● **WHAT IS BEING ASKED**
Below are records; reproduce exactly the lines from the one that has "the chrome door" through the one that has "the wooden block", ends included, and nothing more.

● **THE INPUT**
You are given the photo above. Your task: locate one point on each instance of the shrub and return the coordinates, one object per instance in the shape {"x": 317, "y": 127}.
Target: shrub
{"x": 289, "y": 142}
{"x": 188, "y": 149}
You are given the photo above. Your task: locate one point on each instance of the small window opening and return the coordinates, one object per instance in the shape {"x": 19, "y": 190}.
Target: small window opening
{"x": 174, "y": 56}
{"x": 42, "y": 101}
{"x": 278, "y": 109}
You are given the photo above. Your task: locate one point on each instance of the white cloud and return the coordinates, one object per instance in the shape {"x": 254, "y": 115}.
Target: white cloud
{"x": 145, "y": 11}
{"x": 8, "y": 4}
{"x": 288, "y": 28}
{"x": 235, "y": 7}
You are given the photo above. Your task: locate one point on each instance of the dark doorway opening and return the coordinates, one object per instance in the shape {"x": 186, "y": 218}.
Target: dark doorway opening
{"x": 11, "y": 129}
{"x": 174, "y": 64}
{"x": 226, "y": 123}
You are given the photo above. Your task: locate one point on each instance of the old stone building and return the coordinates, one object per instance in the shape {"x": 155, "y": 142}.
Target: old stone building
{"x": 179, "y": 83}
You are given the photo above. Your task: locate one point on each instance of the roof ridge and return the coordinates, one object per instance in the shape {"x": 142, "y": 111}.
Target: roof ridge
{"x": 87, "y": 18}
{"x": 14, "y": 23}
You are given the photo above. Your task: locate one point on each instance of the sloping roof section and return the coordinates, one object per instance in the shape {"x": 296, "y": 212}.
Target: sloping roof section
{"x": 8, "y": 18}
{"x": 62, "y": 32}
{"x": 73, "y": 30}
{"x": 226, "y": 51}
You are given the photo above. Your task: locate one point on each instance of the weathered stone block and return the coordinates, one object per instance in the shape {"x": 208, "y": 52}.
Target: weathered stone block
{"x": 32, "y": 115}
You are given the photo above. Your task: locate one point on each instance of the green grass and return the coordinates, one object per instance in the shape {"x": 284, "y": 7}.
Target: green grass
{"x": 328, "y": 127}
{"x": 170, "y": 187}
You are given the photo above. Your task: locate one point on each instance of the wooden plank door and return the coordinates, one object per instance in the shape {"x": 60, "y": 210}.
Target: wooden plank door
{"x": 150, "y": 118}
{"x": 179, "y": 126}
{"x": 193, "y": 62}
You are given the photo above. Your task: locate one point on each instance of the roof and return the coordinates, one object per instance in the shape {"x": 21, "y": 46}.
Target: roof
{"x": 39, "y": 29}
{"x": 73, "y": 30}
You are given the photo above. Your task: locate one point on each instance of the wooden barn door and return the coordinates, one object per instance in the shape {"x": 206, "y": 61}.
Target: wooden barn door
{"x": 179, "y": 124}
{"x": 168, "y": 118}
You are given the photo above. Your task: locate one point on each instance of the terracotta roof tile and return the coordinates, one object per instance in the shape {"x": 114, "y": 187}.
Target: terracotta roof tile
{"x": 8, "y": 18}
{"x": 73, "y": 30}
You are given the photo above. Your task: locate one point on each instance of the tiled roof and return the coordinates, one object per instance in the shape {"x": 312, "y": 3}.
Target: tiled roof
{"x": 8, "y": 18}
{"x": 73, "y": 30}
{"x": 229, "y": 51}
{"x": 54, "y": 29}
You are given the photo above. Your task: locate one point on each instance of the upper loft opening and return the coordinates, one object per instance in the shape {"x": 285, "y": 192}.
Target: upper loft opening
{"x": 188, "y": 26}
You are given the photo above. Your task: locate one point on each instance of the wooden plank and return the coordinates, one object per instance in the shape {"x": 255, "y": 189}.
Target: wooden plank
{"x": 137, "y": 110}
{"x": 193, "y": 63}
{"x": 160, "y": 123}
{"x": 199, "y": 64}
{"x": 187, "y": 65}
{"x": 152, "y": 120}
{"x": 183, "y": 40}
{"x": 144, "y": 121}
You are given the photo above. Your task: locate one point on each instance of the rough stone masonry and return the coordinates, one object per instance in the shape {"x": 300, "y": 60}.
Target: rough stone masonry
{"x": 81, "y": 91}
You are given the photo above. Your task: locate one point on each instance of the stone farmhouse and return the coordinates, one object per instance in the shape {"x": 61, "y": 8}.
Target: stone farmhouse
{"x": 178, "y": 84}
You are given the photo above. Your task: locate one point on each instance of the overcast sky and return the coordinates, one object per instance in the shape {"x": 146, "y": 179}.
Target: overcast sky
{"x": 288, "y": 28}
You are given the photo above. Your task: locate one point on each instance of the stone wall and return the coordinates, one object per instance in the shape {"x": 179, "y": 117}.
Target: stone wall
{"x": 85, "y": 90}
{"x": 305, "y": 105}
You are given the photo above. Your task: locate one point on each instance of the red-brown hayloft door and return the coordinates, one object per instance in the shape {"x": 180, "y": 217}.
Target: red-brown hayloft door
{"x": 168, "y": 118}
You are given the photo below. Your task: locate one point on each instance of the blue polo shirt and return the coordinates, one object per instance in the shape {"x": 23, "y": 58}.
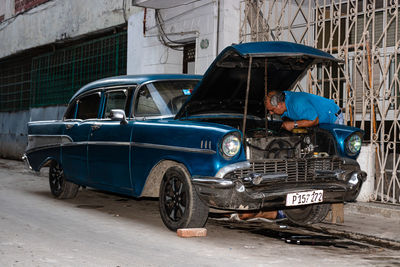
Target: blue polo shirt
{"x": 305, "y": 106}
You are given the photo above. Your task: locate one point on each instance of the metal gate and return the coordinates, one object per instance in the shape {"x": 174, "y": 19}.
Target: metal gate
{"x": 365, "y": 35}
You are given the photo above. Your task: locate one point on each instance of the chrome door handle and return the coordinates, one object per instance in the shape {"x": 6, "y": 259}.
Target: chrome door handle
{"x": 95, "y": 127}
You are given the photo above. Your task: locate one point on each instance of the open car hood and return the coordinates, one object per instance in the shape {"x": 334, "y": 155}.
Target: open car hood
{"x": 223, "y": 87}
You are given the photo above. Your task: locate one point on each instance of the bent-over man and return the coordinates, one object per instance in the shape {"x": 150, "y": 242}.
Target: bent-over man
{"x": 303, "y": 109}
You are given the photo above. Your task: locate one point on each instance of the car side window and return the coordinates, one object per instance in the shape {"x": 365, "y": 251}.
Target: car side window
{"x": 145, "y": 105}
{"x": 115, "y": 100}
{"x": 70, "y": 113}
{"x": 88, "y": 106}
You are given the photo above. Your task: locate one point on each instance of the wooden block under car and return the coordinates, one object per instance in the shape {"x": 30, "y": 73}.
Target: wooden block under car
{"x": 191, "y": 232}
{"x": 337, "y": 213}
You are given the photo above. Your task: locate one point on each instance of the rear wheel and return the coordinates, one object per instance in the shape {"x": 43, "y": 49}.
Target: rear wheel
{"x": 180, "y": 207}
{"x": 308, "y": 214}
{"x": 59, "y": 187}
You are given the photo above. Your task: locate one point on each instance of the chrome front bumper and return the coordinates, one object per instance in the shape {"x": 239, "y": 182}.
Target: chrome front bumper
{"x": 261, "y": 190}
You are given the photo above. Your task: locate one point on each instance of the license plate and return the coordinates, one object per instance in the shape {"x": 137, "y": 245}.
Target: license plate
{"x": 304, "y": 198}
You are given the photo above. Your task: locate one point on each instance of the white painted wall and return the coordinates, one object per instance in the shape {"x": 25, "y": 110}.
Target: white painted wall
{"x": 197, "y": 21}
{"x": 58, "y": 19}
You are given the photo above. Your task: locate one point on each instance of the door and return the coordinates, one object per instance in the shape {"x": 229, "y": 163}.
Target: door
{"x": 79, "y": 118}
{"x": 109, "y": 146}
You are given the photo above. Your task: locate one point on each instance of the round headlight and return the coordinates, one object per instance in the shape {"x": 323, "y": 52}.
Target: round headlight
{"x": 354, "y": 144}
{"x": 230, "y": 145}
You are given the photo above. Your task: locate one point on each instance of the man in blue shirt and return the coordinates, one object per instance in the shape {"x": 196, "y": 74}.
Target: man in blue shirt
{"x": 303, "y": 109}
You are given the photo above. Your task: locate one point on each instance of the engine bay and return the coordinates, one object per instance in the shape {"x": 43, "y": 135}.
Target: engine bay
{"x": 276, "y": 143}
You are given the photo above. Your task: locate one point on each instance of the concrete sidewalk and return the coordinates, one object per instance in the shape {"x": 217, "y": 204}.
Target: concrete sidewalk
{"x": 374, "y": 223}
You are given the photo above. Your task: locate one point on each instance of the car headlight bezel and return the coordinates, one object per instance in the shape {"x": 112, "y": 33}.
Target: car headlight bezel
{"x": 230, "y": 145}
{"x": 353, "y": 144}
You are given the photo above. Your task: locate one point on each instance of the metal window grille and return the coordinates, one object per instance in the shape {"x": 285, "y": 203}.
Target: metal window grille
{"x": 57, "y": 76}
{"x": 366, "y": 36}
{"x": 14, "y": 84}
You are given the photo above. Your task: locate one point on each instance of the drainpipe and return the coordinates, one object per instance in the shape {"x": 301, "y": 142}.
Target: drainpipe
{"x": 216, "y": 27}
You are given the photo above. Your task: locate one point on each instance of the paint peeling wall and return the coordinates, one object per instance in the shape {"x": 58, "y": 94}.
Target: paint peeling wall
{"x": 47, "y": 23}
{"x": 59, "y": 20}
{"x": 210, "y": 25}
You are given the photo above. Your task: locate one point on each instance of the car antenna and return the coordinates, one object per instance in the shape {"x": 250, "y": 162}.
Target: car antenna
{"x": 266, "y": 95}
{"x": 247, "y": 99}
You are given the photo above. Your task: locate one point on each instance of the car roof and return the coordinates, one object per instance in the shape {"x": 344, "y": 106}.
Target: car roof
{"x": 132, "y": 80}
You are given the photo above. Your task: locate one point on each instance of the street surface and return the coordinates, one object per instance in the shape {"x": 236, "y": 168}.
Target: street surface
{"x": 101, "y": 229}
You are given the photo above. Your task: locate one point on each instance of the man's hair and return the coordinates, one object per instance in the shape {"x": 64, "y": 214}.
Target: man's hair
{"x": 277, "y": 98}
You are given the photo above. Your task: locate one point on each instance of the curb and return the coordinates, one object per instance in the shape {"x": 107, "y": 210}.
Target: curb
{"x": 382, "y": 242}
{"x": 374, "y": 209}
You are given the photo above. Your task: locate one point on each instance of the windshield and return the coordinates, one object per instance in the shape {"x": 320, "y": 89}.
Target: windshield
{"x": 163, "y": 98}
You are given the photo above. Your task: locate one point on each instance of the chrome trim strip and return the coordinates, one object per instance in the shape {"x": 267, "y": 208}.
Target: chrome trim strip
{"x": 49, "y": 135}
{"x": 174, "y": 148}
{"x": 101, "y": 143}
{"x": 228, "y": 168}
{"x": 26, "y": 161}
{"x": 212, "y": 183}
{"x": 34, "y": 149}
{"x": 41, "y": 141}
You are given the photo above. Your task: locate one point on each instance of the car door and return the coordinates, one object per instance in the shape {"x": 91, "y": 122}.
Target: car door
{"x": 109, "y": 145}
{"x": 78, "y": 124}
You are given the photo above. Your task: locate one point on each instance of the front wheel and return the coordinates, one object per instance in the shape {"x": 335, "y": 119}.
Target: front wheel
{"x": 308, "y": 214}
{"x": 180, "y": 207}
{"x": 59, "y": 187}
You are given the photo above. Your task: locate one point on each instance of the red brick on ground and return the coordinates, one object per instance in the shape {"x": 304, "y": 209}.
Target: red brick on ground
{"x": 191, "y": 232}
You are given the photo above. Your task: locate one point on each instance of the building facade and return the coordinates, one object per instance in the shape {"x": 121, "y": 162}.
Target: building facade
{"x": 48, "y": 49}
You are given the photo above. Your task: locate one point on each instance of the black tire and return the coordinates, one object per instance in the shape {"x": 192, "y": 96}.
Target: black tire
{"x": 308, "y": 214}
{"x": 180, "y": 207}
{"x": 59, "y": 187}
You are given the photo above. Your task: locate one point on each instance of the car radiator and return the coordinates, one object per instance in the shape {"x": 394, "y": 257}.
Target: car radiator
{"x": 292, "y": 170}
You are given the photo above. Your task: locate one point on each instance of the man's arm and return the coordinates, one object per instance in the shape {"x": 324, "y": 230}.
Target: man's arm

● **EXERCISE SOLUTION**
You are given the photo above. Your task: locate one point on each instance of the chrome door handle and return the coordinates, one object per instance in the shape {"x": 6, "y": 259}.
Target: chrome door handle
{"x": 95, "y": 127}
You are given the photo above. Your task: locate one point on each instance of the open car hood and return the coordinates, one object per instance in the shape {"x": 334, "y": 155}.
Target: open car hood
{"x": 223, "y": 87}
You are given the photo above. Your task: locate one point on each instance of the bent-over man and return the coordinates, one object per instance in the shape {"x": 150, "y": 242}.
Target: bent-over man
{"x": 303, "y": 109}
You are given the photo above. Your task: locate one point on each instance of the car side window and return the coordinates, one object per instance in the shape {"x": 365, "y": 251}.
Target: car side window
{"x": 145, "y": 105}
{"x": 115, "y": 100}
{"x": 70, "y": 113}
{"x": 88, "y": 106}
You are given the photo above. Your task: locate one point on each instance of the wooden block under car and return the coordinates, one object per instance in the shape {"x": 30, "y": 73}.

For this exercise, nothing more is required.